- [Verilen Metin]:
────────────────────────────────────────

11.12.2018

BB 73/18

Başörtüsü Yasağından Dolayı Üniversiteyle İlişiğin Kesilmesi ve Bursların İadesinin İstenmesi Nedeniyle Din Özgürlüğü ve Eğitim Hakkının İhlal Edilmesi

Anayasa Mahkemesi Genel Kurulu 22/11/2018 tarihinde, Sara Akgül (B. No: 2015/269) başvurusunda Anayasa’nın 24. maddesinde güvence altına alınan din özgürlüğünün ve 42. maddesinde güvence altına alınan eğitim hakkının ihlal edildiğine karar vermiştir.

Olaylar

Boğaziçi Üniversitesinde eğitim gören başvurucu 2000 ilâ 2005 yılları arasında Millî Eğitim Bakanlığından (MEB) mecburi hizmet karşılığı burs almıştır.

Dördüncü sınıf öğrencisiyken Üniversitenin Eğitim Fakültesi Yönetim Kurulunun kararı ile başvurucunun kaydını yenilemediği gerekçesiyle Üniversiteden ilişiği kesilmiştir.

────────────────────────────────────────

- [Gösterilen Kayıtlar]:
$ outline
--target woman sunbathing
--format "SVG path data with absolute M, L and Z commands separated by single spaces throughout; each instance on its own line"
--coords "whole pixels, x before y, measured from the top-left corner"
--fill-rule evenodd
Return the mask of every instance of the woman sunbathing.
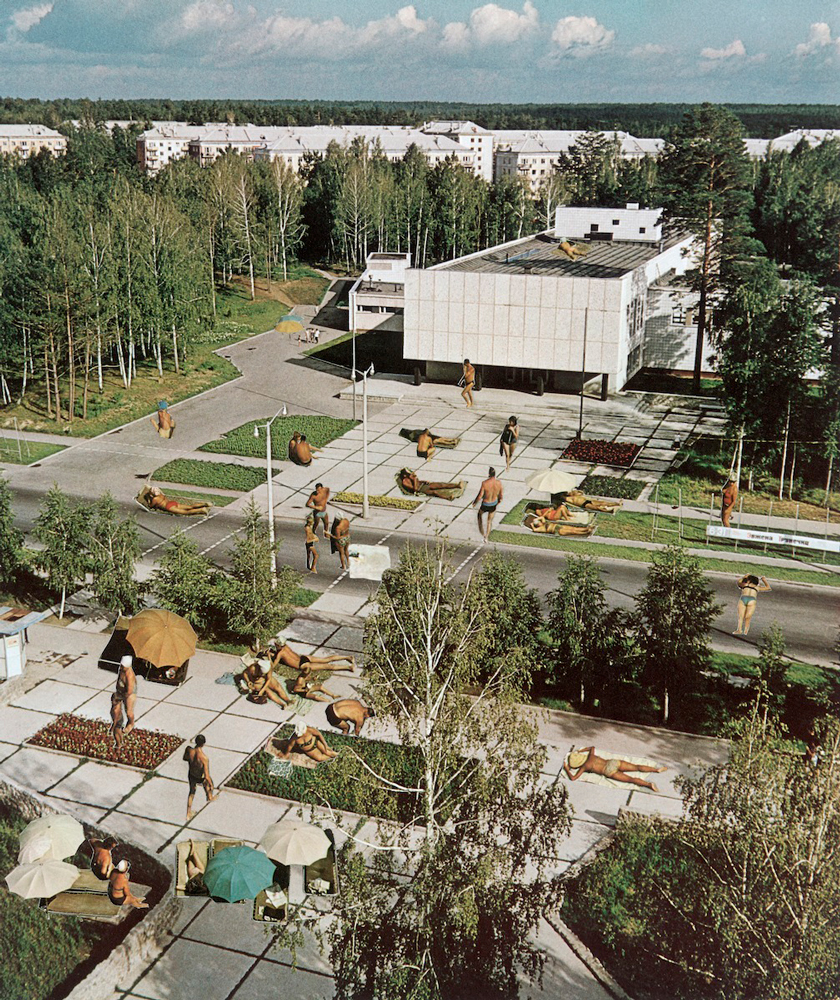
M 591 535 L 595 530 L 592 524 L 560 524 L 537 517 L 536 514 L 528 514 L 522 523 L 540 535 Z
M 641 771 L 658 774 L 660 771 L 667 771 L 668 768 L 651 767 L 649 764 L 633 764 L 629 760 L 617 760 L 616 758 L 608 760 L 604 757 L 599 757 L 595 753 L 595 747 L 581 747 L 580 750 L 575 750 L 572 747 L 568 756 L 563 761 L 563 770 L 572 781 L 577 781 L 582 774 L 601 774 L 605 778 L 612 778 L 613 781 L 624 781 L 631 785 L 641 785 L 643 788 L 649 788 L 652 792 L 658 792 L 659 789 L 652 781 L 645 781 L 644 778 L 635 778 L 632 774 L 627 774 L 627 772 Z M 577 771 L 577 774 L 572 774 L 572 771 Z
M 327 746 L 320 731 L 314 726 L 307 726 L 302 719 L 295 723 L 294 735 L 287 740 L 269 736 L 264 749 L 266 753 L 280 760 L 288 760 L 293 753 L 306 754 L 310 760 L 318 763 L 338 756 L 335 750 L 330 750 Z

────────────────────────────────────────

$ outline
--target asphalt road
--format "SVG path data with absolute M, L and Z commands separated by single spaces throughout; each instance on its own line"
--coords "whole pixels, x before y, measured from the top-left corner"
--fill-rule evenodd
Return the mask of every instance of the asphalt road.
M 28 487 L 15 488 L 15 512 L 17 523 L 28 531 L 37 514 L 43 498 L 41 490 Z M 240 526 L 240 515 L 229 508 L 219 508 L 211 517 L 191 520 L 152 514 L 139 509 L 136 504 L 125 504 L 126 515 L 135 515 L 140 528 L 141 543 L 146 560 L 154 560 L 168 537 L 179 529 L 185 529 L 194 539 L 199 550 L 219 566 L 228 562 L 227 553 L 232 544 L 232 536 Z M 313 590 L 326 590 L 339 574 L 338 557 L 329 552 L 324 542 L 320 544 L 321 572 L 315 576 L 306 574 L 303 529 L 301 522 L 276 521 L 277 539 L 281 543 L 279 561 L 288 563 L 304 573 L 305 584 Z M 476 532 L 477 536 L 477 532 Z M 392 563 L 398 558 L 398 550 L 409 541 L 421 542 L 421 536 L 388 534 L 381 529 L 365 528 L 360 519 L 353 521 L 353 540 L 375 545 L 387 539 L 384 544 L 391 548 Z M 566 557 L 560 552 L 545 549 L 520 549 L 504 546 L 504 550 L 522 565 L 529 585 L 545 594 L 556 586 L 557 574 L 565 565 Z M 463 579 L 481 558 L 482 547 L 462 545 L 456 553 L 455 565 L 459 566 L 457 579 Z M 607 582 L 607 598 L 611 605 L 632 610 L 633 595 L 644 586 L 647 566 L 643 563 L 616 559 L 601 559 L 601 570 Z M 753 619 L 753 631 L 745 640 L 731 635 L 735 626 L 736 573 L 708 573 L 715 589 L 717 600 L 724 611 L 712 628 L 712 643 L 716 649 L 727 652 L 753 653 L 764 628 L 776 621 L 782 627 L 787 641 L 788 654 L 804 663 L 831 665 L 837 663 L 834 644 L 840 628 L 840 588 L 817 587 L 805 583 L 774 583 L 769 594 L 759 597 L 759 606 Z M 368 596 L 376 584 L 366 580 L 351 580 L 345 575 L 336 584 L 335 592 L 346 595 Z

────────────────────────────────────────

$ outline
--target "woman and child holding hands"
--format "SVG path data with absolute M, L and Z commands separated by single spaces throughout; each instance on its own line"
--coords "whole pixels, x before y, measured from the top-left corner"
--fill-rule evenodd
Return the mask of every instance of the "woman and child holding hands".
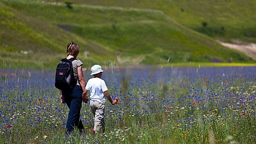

────────────────────────────────────────

- [Alıştırma Görevi 1]: Verilen metinde "Boğaziçi Üniversitesinde eğitim" ifadesini içeren sözcüklerle açılıp "Üniversiteden ilişiği kesilmiştir." ile kapanan bölümü aynen alıntılayın.
- [Alıştırma Görevi 2]: Verilen metinde adı geçen kurum ve kurulların tamamını listeleyin.
- [Alıştırma Görevi 3]: Verilen metne göre başvurucu, Millî Eğitim Bakanlığından hangi yıllar arasında burs almıştır?
Kayıtlar bu çalışmada hiçbir rol oynamaz.

- [Çözümlü Yanıt 1]:
Boğaziçi Üniversitesinde eğitim gören başvurucu 2000 ilâ 2005 yılları arasında Millî Eğitim Bakanlığından (MEB) mecburi hizmet karşılığı burs almıştır.

Dördüncü sınıf öğrencisiyken Üniversitenin Eğitim Fakültesi Yönetim Kurulunun kararı ile başvurucunun kaydını yenilemediği gerekçesiyle Üniversiteden ilişiği kesilmiştir.

- [Çözümlü Yanıt 2]:
- Anayasa Mahkemesi Genel Kurulu
- Boğaziçi Üniversitesi
- Millî Eğitim Bakanlığı (MEB)
- Üniversitenin Eğitim Fakültesi Yönetim Kurulu

- [Çözümlü Yanıt 3]: 2000 ilâ 2005 yılları arasında.